### Material supplied

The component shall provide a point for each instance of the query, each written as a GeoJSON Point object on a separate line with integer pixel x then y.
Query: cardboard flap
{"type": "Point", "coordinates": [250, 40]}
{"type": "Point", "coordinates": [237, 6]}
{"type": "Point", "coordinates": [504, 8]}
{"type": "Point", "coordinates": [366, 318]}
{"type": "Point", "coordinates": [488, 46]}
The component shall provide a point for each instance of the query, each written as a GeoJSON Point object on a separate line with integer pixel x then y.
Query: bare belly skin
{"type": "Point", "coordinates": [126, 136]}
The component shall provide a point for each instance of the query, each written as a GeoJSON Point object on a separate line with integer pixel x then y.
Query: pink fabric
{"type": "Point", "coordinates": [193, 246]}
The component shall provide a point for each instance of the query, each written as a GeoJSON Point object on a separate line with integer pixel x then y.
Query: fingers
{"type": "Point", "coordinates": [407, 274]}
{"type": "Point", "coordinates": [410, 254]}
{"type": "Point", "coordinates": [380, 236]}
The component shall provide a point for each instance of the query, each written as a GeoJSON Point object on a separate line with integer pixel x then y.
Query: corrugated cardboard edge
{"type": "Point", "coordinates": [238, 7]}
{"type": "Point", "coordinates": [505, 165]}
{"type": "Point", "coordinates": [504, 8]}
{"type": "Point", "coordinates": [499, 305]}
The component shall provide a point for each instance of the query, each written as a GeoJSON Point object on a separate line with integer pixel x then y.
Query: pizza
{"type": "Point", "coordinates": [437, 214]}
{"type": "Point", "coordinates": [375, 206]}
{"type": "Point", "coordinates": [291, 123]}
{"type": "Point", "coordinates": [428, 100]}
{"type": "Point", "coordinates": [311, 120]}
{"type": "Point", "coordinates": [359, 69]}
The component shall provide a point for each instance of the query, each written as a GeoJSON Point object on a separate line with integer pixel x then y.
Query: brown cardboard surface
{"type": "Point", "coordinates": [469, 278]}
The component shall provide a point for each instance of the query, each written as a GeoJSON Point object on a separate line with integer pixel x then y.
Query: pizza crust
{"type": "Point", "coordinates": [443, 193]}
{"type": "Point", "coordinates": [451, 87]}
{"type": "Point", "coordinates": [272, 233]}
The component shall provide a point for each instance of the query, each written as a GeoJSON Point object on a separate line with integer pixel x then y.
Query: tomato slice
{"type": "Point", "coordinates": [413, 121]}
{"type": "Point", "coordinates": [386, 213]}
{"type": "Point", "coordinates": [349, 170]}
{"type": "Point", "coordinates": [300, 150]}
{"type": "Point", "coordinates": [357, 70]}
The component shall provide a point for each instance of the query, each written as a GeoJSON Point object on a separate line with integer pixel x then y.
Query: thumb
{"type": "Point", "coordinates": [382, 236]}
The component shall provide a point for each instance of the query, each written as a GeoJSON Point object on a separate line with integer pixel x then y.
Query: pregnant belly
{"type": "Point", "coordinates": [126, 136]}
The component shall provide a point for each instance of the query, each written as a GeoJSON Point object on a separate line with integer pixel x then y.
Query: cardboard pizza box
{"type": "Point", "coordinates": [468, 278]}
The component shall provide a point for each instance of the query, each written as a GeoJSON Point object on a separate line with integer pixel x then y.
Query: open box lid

### Stated goal
Please locate every line of the material above that contains the word "cardboard" and copy each one, treating case as significant.

### Output for this task
Query: cardboard flap
Query: corrugated cardboard edge
Query: brown cardboard surface
Query: cardboard pizza box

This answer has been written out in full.